Net infiltration of water through the unsaturated zone is driven by two hydrodynamic processes: diffuse and preferential flow (Nimmo 2005, 2020a, 2020b; Nimmo et al. 2021). Diffuse flow is the slow infiltration of water through the unsaturated zone, primarily through microscopic pore spaces, and is dependent on bulk medium properties (Nimmo 2020a). Preferential flow is the fast movement of water through a small fraction of the unsaturated zone and occurs because of high water content and (or) interconnected macropores or fractures (Nimmo 2021; Nimmo et al. 2021).

The travel time for water to move through the unsaturated zone to the water table is dependent on unsaturated‐zone thickness, effective porosity, and hydrodynamics (Flint et al. 2004; Nimmo et al. 2005). Travel times are short (less than 1 year) in areas with thin unsaturated zones (less than 5 m) (Delin et al. 2000). However, travel times in areas with thick (10–100 m) to “mega‐thick” (greater than 100 m) unsaturated zones can be short (months to years) or long (centuries to millennia), depending on effective porosities and whether preferential flow occurs (Fabryka‐Martin et al. 1998; Nimmo 2021). For example, travel times will be faster for preferential flow through fractured rock with low‐effective porosity, compared to diffuse flow through an alluvial matrix with high‐effective porosity (Nimmo 2005).

--

▸ Tasks:
[1] Return the passage on water movement through the unsaturated zone word for word, from "Net infiltration of" to "(Nimmo 2021; Nimmo et al. 2021).".
[2] Extend the passage on water movement through the unsaturated zone, picking up right after its final sentence.
The listing that follows the passage comes from a separate source.

▸ Dataset section:
--

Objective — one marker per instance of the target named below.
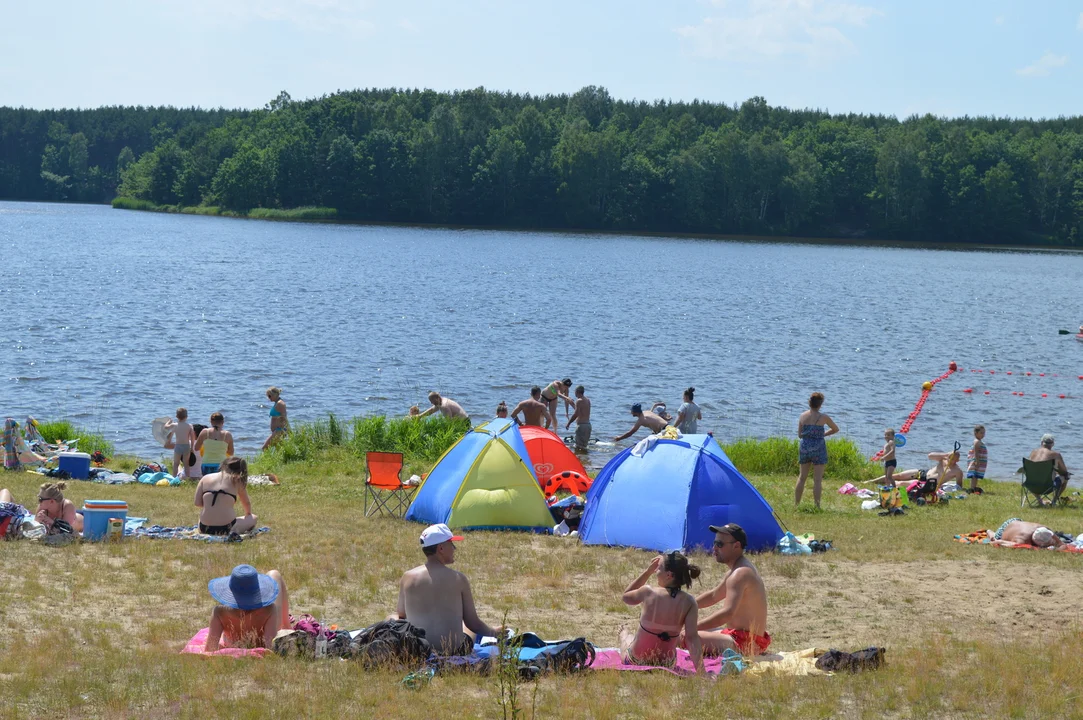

--

▸ Expected responses:
[1]
Net infiltration of water through the unsaturated zone is driven by two hydrodynamic processes: diffuse and preferential flow (Nimmo 2005, 2020a, 2020b; Nimmo et al. 2021). Diffuse flow is the slow infiltration of water through the unsaturated zone, primarily through microscopic pore spaces, and is dependent on bulk medium properties (Nimmo 2020a). Preferential flow is the fast movement of water through a small fraction of the unsaturated zone and occurs because of high water content and (or) interconnected macropores or fractures (Nimmo 2021; Nimmo et al. 2021).

[2]
Preferential flow through thick to mega‐thick unsaturated zones in arid and semi‐arid regions is not uncommon (Scanlon et al. 1997; Guerin 2001; Nimmo 2021; Nimmo et al. 2021) and has been documented in North America (Davidson et al. 1998; Flint et al. 2002; Izbicki et al. 2002; Nimmo et al. 2002; Maxwell 2010), Asia (Li et al. 2017; Huang et al. 2019), the Middle East (Nativ et al. 1995), and Africa (Butler and Verhagen 2001). The lithologies of these unsaturated zones are diverse, composed of fractured basalts (Nimmo et al. 2002) and tuffs (Davidson et al. 1998; Ebel and Nimmo 2013), glacial sedimentary deposits (Li et al. 2017; Huang et al. 2019), carbonates (Butler and Verhagen 2001), alluvium (Izbicki et al. 2002), and other lithified and unlithified sedimentary materials (Butler and Verhagen 2001). These studies demonstrate that preferential flow of water through the unsaturated zone occurs over a wide range of geographic areas, diverse lithologies, and over a substantial range of thicknesses.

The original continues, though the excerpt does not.